::: Source data

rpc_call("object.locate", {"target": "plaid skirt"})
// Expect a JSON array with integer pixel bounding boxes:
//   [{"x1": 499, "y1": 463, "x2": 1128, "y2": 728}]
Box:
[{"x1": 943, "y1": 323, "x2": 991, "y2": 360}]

::::::

Task to complete:
Print out each line of the data exactly.

Written response:
rpc_call("object.locate", {"target": "plaid skirt"})
// Expect a JSON array with integer pixel bounding boxes:
//   [{"x1": 499, "y1": 463, "x2": 1128, "y2": 728}]
Box:
[{"x1": 943, "y1": 323, "x2": 991, "y2": 360}]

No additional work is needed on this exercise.